**GIVEN TEXT:**
How to retrieve Last element from Linked List

Hi, I'm trying to implement some basic functions for a Singular Linked List. The one I'm currently working on at the moment is the Last function. The purpose of this function is to return the last element. I'm also trying to work on some basic error checking, if the user calls the front/last methods when the list is empty. Unfortunately I'm getting a run time error and my code crashes and I can't seem to figure out why. Check lines 44, 52 for the start of the function definitions. Any help would be greatly appreciated as I'm new to working with Linked Lists!

SLinkedList.h

#ifndef SLINKEDLIST_H
#define SLINKEDLIST_H
#include"MyExceptions.h"

// define the node
template <typename E>
class SNode {					// singly linked list node
private:
	E elem;					// linked list element value
	SNode<E>* next;			// next item in the list
	template<class E> friend class SLinkedList;
};
// interface of the Linked List
template <typename E>
class SLinkedList {				// a singly linked list
public:
	SLinkedList();				// empty list constructor
	~SLinkedList();				// destructor
	bool empty() const;				// is list empty?
	const E& front() const throw(LinkedListException);			// return front element
	const E& last() const throw(LinkedListException);			// return last element
	void addFront(const E& e);			// add to front of list
	void removeFront();				// remove front item list

private:
	SNode<E>* head;				// head of the list
	SNode<E>* tail;				// tail of the list
};


// implementation
template <typename E>
SLinkedList<E>::SLinkedList()
	: head(NULL), tail(NULL) { }                        // Setting the Head & Tail initially to null, as the linked list initially is empty 

template <typename E>
bool SLinkedList<E>::empty() const			// is list empty?

**DIRECTIONS:** In the stretch of the linked list post from "const E& front()" through "SLinkedList<E>::SLinkedList()", replace "LinkedListException" with "EmptyListException" and write the stretch out again.

**DATA BLOCK:**
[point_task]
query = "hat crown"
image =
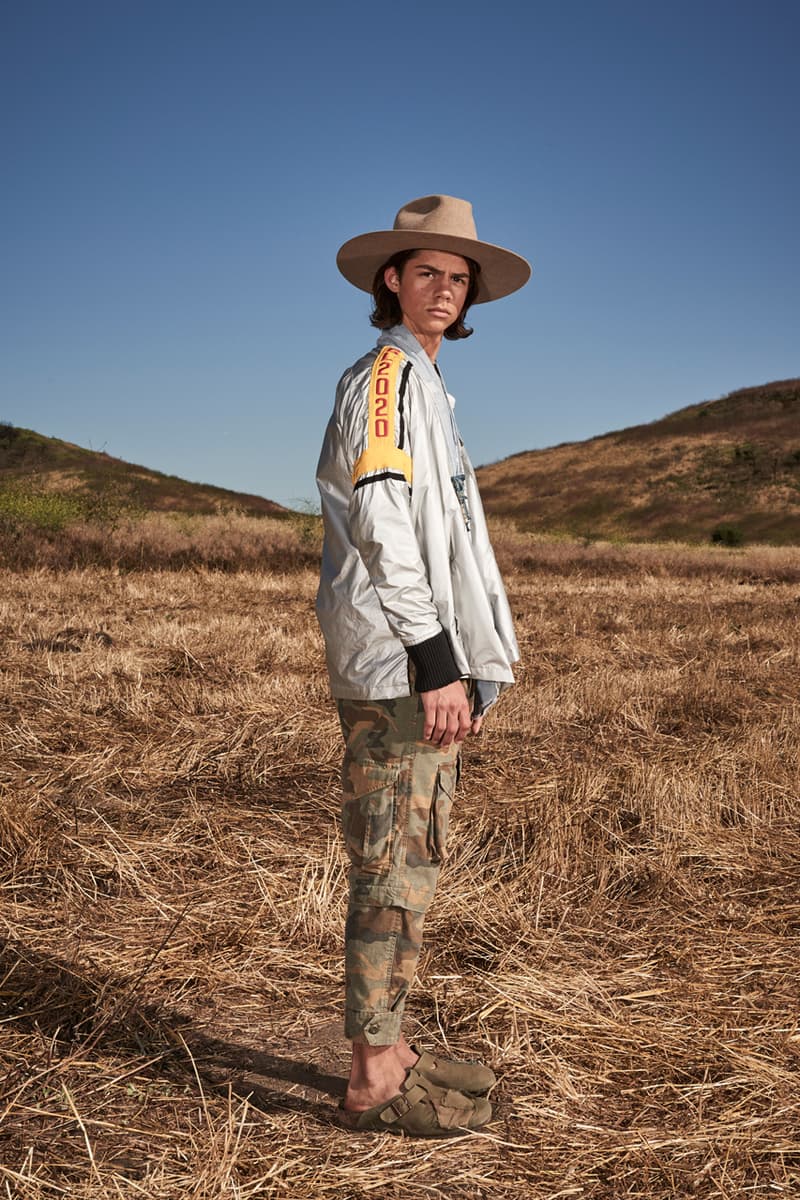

**SOLUTION:**
const E& front() const throw(EmptyListException);			// return front element
	const E& last() const throw(EmptyListException);			// return last element
	void addFront(const E& e);			// add to front of list
	void removeFront();				// remove front item list

private:
	SNode<E>* head;				// head of the list
	SNode<E>* tail;				// tail of the list
};


// implementation
template <typename E>
SLinkedList<E>::SLinkedList()